═════ Textausschnitt

Das Kartell der Abzocker

Landtagspräsidentin Barbara Stamm legt die Liste der Abgeordneten vor, die kurz vor der Gesetzesänderung noch schnell ihrer Angehörigen mit Verträgen versorgten.  
von  Angela Böhm
Legte sein Amt nieder: Harald Güller (SPD).
Legte sein Amt nieder: Harald Güller (SPD). © dpa

Landtagspräsidentin Barbara Stamm legt die Liste der Abgeordneten vor, die kurz vor der Gesetzesänderung noch schnell ihre Angehörigen mit Verträgen versorgten.

München - Landtagspräsidentin Barbara Stamm gibt sich demütig. „Ich bedauere, dass das Ansehen des Landtags so gesunken ist.“ Vor ihr liegt die Liste mit den Namen des bayerischen Abzockerkartells. 16 Abgeordnete wussten genau, was sie taten, als sie 2000 noch schnell vor dem Einstellungsverbot ihre Ehefrau oder Kinder zu Mitarbeitern machten.

══════════
═════ Bereitgestellte Einträge

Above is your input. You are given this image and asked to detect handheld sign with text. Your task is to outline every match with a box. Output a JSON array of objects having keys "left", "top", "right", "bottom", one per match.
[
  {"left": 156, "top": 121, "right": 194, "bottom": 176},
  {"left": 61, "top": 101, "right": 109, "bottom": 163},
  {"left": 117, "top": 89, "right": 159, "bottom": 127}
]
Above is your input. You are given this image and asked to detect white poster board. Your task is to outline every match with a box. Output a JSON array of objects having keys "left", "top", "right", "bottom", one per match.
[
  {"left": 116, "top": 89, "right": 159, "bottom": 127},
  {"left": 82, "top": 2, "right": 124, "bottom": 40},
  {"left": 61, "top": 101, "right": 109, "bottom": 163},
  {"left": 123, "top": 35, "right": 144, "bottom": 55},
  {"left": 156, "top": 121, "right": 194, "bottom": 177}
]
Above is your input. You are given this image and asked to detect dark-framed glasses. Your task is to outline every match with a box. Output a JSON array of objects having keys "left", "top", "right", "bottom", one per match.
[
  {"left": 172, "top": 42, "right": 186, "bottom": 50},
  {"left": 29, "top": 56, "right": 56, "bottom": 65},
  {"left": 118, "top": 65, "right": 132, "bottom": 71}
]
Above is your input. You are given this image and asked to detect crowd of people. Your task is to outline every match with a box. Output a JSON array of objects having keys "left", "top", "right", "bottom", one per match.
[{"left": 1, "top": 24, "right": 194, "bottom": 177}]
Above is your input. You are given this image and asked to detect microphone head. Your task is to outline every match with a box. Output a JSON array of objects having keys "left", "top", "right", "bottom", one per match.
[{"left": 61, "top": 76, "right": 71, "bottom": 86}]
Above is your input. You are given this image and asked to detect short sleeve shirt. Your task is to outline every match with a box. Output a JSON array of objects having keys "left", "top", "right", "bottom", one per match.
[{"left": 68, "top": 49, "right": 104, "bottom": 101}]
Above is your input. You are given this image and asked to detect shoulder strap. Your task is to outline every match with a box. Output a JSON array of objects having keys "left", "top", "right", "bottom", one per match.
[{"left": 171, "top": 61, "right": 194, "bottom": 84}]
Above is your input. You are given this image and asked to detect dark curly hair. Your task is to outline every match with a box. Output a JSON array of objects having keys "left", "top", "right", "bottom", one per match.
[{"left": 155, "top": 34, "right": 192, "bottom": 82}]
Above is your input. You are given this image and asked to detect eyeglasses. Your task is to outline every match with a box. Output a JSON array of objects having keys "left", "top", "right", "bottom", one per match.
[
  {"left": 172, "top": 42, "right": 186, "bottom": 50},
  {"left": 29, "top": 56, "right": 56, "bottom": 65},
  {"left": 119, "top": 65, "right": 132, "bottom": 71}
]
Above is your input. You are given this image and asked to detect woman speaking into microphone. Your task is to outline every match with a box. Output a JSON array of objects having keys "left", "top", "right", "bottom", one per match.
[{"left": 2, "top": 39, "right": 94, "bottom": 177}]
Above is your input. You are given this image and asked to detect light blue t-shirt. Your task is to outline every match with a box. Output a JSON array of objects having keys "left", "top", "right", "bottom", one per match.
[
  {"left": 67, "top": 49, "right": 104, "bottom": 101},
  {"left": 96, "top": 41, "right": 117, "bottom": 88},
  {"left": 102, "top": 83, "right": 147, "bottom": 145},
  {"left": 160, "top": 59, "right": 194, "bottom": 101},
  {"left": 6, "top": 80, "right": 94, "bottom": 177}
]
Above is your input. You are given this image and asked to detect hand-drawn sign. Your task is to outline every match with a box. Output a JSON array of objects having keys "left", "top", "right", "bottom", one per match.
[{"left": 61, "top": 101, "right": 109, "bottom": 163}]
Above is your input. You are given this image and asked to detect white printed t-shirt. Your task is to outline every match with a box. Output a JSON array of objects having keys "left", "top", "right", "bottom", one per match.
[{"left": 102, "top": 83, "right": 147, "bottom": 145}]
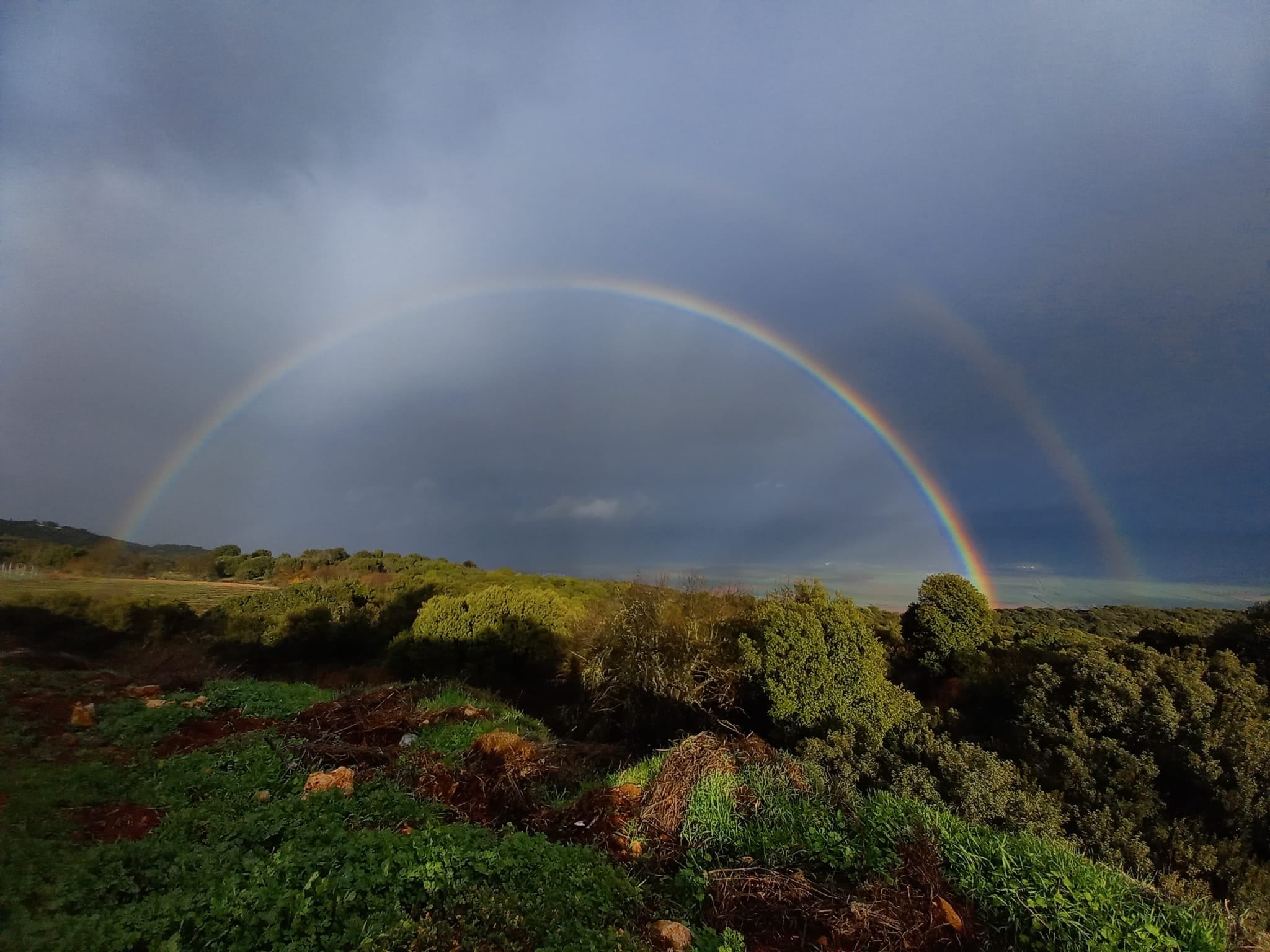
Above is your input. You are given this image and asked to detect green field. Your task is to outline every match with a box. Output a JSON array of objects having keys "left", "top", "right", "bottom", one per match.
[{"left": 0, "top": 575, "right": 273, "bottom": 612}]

══════════

*Übungsaufgabe 1*
Entnimm dem Textausschnitt wortgetreu die Passage zwischen „München - Landtagspräsidentin“ und „zu Mitarbeitern machten.“, beide Stellen eingeschlossen.
*Übungsaufgabe 2*
Gib in den Einträgen die Zeilen ab der Zeile mit „to detect eyeglasses.“ bis zum Ende der Einträge vollständig wieder, beide Enden eingeschlossen und mit allen Zeilen ohne Zahlen. Multipliziere dabei jeden Koordinatenwert in den Antworten mit 0,3 und runde auf ganze Zahlen, wobei Halbe aufgerundet werden. Lass die Bilder in deiner Antwort weg.
Der Textausschnitt und die Einträge stammen aus unterschiedlichen Quellen.

*Schriftliche Antwort 1*
München - Landtagspräsidentin Barbara Stamm gibt sich demütig. „Ich bedauere, dass das Ansehen des Landtags so gesunken ist.“ Vor ihr liegt die Liste mit den Namen des bayerischen Abzockerkartells. 16 Abgeordnete wussten genau, was sie taten, als sie 2000 noch schnell vor dem Einstellungsverbot ihre Ehefrau oder Kinder zu Mitarbeitern machten.

*Schriftliche Antwort 2*
Above is your input. You are given this image and asked to detect eyeglasses. Your task is to outline every match with a box. Output a JSON array of objects having keys "left", "top", "right", "bottom", one per match.
[
  {"left": 52, "top": 13, "right": 56, "bottom": 15},
  {"left": 9, "top": 17, "right": 17, "bottom": 20},
  {"left": 36, "top": 20, "right": 40, "bottom": 21}
]
Above is your input. You are given this image and asked to detect woman speaking into microphone. Your task is to outline every match with a box. Output a JSON array of objects having keys "left", "top", "right", "bottom", one per match.
[{"left": 1, "top": 12, "right": 28, "bottom": 53}]
Above is your input. You are given this image and asked to detect light blue t-shirt. Your task is to outline every match with a box. Output a JSON array of objects having keys "left", "top", "right", "bottom", one per match.
[
  {"left": 20, "top": 15, "right": 31, "bottom": 30},
  {"left": 29, "top": 12, "right": 35, "bottom": 26},
  {"left": 31, "top": 25, "right": 44, "bottom": 44},
  {"left": 48, "top": 18, "right": 58, "bottom": 30},
  {"left": 2, "top": 24, "right": 28, "bottom": 53}
]
Above is your input. You are given this image and asked to detect hand-drawn sign. Your task is to outline every match with a box. Output a JSON array of objects having keys "left", "top", "right", "bottom", one per match.
[{"left": 18, "top": 30, "right": 33, "bottom": 49}]
Above is your input. You are given this image and asked to detect white printed t-shirt. Your task is to outline every match with a box. Output a JSON array of objects having keys "left", "top", "right", "bottom", one per match.
[{"left": 31, "top": 25, "right": 44, "bottom": 44}]
Above is your input. You are given this image and asked to detect green field. Your task is to outline every match with a box. Output a JSON array of objects having keys "left", "top", "right", "bottom", one per match.
[{"left": 0, "top": 173, "right": 82, "bottom": 184}]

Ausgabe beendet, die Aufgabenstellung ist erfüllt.